**WHAT IS EXPECTED:** Render every entry verbatim.

**Items from a dataset:**
** Start **

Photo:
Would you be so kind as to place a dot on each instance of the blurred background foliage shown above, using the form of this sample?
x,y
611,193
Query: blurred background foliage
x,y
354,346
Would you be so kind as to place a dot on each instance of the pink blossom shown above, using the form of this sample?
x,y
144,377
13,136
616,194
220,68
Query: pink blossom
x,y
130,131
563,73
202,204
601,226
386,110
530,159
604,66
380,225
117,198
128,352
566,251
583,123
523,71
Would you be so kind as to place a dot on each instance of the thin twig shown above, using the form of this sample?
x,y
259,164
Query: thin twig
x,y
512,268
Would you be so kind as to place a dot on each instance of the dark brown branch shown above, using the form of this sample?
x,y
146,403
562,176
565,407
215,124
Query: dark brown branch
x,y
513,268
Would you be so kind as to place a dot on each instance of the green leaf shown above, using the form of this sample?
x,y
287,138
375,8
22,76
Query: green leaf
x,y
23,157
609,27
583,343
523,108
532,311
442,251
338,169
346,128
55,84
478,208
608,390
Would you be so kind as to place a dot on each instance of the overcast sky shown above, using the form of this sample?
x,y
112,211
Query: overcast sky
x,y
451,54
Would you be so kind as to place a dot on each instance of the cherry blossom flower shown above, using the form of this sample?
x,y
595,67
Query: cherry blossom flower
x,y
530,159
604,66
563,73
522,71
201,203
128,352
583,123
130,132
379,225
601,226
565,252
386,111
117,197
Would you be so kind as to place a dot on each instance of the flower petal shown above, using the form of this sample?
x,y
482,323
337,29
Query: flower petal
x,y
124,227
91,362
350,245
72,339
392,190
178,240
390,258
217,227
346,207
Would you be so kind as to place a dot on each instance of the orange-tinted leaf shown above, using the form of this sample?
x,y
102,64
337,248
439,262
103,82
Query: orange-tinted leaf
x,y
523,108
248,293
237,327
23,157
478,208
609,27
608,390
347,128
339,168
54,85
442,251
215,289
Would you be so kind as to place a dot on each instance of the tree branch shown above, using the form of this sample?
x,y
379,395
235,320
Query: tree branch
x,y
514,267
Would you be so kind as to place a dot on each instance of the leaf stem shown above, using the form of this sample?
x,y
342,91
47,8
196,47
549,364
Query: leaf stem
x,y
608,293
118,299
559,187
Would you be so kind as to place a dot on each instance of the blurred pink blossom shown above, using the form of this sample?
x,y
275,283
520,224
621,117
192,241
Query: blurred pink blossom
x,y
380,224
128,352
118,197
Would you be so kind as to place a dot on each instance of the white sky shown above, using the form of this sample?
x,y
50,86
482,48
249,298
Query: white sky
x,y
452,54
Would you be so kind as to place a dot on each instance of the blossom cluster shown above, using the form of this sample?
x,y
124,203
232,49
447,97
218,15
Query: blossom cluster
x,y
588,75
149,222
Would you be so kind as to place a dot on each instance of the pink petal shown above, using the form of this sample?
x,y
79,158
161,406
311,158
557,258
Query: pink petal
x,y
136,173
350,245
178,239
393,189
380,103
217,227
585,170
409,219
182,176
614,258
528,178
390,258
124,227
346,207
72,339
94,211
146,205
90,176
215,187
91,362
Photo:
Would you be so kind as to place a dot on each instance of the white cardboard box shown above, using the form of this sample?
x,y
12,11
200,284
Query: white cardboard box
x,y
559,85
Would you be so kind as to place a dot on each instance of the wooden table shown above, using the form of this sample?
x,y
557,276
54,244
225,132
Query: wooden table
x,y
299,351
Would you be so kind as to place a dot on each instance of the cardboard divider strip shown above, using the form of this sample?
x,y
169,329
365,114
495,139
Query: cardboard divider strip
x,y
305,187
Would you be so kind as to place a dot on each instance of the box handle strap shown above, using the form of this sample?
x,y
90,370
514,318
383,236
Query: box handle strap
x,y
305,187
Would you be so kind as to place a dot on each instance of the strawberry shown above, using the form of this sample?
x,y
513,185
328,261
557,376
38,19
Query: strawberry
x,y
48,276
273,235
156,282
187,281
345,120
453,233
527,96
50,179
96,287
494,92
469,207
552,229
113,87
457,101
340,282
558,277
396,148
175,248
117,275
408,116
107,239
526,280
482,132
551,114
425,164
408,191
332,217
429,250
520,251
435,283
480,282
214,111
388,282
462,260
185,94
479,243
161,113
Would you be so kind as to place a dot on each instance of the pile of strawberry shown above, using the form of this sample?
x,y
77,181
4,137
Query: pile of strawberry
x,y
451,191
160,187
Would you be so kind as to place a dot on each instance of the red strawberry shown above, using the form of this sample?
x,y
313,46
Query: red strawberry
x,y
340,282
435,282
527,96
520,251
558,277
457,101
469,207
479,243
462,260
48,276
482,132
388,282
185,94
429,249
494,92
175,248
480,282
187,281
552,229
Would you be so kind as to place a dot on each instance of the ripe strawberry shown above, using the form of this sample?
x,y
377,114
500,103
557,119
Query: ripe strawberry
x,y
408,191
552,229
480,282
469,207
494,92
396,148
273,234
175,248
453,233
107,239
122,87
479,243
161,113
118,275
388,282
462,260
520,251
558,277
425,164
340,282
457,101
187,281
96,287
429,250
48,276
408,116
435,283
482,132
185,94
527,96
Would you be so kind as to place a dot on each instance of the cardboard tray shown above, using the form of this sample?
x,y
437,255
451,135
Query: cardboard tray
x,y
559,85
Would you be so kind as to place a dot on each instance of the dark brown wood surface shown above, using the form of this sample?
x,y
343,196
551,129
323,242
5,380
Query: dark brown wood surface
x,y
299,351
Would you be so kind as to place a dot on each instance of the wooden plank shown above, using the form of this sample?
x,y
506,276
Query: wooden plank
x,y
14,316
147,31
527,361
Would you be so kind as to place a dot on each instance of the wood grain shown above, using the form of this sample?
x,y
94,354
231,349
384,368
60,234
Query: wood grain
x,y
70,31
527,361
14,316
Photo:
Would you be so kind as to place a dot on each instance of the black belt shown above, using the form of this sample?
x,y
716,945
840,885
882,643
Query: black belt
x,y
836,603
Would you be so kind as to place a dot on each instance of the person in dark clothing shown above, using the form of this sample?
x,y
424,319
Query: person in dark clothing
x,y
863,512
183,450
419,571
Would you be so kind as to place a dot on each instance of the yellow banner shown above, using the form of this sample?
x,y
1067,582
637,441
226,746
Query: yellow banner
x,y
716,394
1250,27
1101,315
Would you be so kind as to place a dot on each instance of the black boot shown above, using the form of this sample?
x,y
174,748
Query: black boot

** End **

**EXERCISE RESULT:**
Photo:
Would you be so kind as to place a dot on each instance of the blurred background foliage shown above, using the form of this sample?
x,y
611,193
Query: blurred background foliage
x,y
354,346
Would you be so kind as to place a dot on each instance of the pink blossom shown above, using the form of this sample?
x,y
144,377
13,136
616,194
220,68
Query: pink blossom
x,y
130,131
563,73
202,204
601,226
386,110
530,159
604,66
380,225
117,198
128,352
566,251
583,123
523,71
Would you be so kind as to place a dot on each instance of the thin twig shown above, using the form of this sample?
x,y
259,164
Query: thin twig
x,y
512,268
Would you be so kind as to place a dot on each instance of the dark brown branch shown above, using the form of this sample?
x,y
146,403
562,176
565,407
215,124
Query: dark brown branch
x,y
513,268
Would you be so kind as to place a dot on each instance of the green leaf shown above, using the form of this sample?
x,y
287,138
375,8
22,76
Query: green leaf
x,y
23,157
609,27
583,343
523,108
532,311
442,251
338,169
346,128
55,84
478,208
608,390
Would you be so kind as to place a dot on each instance of the overcast sky shown above, using the form of this sample?
x,y
112,211
Query: overcast sky
x,y
451,54
Would you be so kind as to place a dot on each instance of the cherry blossom flower shown above, using the form of this sample?
x,y
595,67
Query: cherry blossom flower
x,y
530,159
604,66
563,73
522,71
201,203
128,352
583,123
130,132
379,225
601,226
565,252
386,111
117,197
Would you be so kind as to place a dot on each instance of the flower petal shown above, using the form of this sample?
x,y
482,323
337,29
Query: flower petal
x,y
124,227
91,362
350,245
72,339
392,190
178,240
390,258
217,227
346,207
Would you be so kind as to place a dot on each instance of the orange-tinted leaf shown above, using the form of this sample?
x,y
102,64
337,248
439,262
103,82
Query: orange-tinted leaf
x,y
523,108
248,293
237,327
23,157
478,208
609,27
608,390
347,128
339,168
54,85
442,251
215,289
Would you be so kind as to place a dot on each instance of the tree branch shown above, using the form of this sample?
x,y
379,395
235,320
Query: tree branch
x,y
514,267
Would you be so kind as to place a dot on each instance of the leaf stem shown above, using the form of this sample?
x,y
342,91
47,8
196,47
549,364
Query: leaf stem
x,y
608,293
118,299
559,187
Would you be so kind as to place a dot on each instance of the blurred pink blossom shown above, using the form of this sample?
x,y
275,283
520,224
621,117
192,241
Query: blurred pink blossom
x,y
380,224
128,352
118,197
Would you be so kind as to place a dot on each instance of the white sky shown above, using the form of this sample?
x,y
50,86
482,48
249,298
Query: white sky
x,y
452,54
Would you be so kind as to place a dot on each instance of the blossom cluster shown above, using the form of this sample?
x,y
124,203
232,49
447,97
218,15
Query: blossom cluster
x,y
588,75
149,222
Would you be so kind as to place a dot on each instance of the pink petal shown above, using the form of this sample?
x,y
79,158
161,406
311,158
557,258
Query: pink petal
x,y
136,173
350,245
178,239
393,189
380,103
217,227
585,170
409,219
182,176
614,258
528,178
390,258
124,227
346,207
72,339
94,211
146,205
90,176
215,187
91,362
Photo:
Would you be so kind as to place a dot on each instance of the white cardboard box shown above, using the form of this sample?
x,y
12,11
200,284
Query: white cardboard box
x,y
559,85
Would you be so kind as to place a dot on each instance of the wooden table shown above, using the form of this sample?
x,y
557,276
54,244
225,132
Query: wooden table
x,y
299,351
Would you be so kind as to place a dot on each instance of the cardboard divider strip shown above, using the form of this sample?
x,y
169,329
365,114
495,139
Query: cardboard divider strip
x,y
305,187
Would you be so kind as to place a dot on each instance of the box handle strap shown above, using the form of this sample?
x,y
90,370
514,318
383,236
Query: box handle strap
x,y
305,187
Would you be so kind as to place a dot on each instance of the strawberry shown above, using the form of this sample?
x,y
513,185
328,261
557,376
38,19
Query: strawberry
x,y
48,276
273,235
156,282
187,281
345,120
453,233
527,96
50,179
96,287
494,92
469,207
552,229
113,87
457,101
340,282
558,277
396,148
175,248
117,275
408,116
107,239
526,280
482,132
551,114
425,164
408,191
332,217
429,250
520,251
435,283
480,282
214,111
388,282
462,260
185,94
479,243
161,113
Would you be so kind as to place a dot on each instance of the pile of strawberry shown above, using the form of this sample?
x,y
77,181
4,137
Query: pile of strawberry
x,y
451,191
160,187
Would you be so kind as to place a dot on each instance of the red strawberry shown above, using the form of this sample?
x,y
313,46
Query: red strawberry
x,y
340,282
435,282
527,96
520,251
558,277
457,101
469,207
479,243
462,260
48,276
482,132
388,282
185,94
429,249
494,92
175,248
480,282
187,281
552,229
Would you be so kind as to place a dot on each instance of the ripe strawberry shown above, using the form of this sample?
x,y
377,114
500,103
557,119
Query: ripe strawberry
x,y
408,191
552,229
480,282
469,207
494,92
396,148
273,234
175,248
453,233
107,239
122,87
479,243
161,113
118,275
388,282
462,260
520,251
558,277
425,164
340,282
457,101
187,281
96,287
429,250
48,276
408,116
435,283
482,132
185,94
527,96
Would you be so kind as to place a dot on each instance of the cardboard tray shown above, using the form of this sample?
x,y
437,255
451,135
Query: cardboard tray
x,y
559,85
Would you be so kind as to place a dot on each instance of the dark brown wood surface shown above, using the form of this sample?
x,y
343,196
551,129
323,242
5,380
Query: dark brown wood surface
x,y
299,351
Would you be so kind as to place a dot on each instance of the wooden plank shown above, using the form of this sample?
x,y
506,276
Query: wooden plank
x,y
14,316
147,31
527,361
Would you be so kind as to place a dot on each instance of the wood grain shown above, using the form of this sample?
x,y
94,354
231,349
384,368
60,234
Query: wood grain
x,y
70,31
527,361
14,316
Photo:
Would you be so kind as to place a dot on each instance of the black belt shown above, using the form of this sample?
x,y
716,945
840,885
882,643
Query: black belt
x,y
836,603
Would you be so kind as to place a dot on each instance of the person in dark clothing shown above, using the form of this sample?
x,y
424,319
Query: person in dark clothing
x,y
863,512
183,450
419,571
Would you be so kind as to place a dot on each instance of the yellow banner shown above, using the form of this sample?
x,y
1067,582
637,441
226,746
Query: yellow banner
x,y
716,394
1250,27
1101,315
Would you be so kind as to place a dot on each instance of the black boot shown above, using the form of this sample?
x,y
174,748
Query: black boot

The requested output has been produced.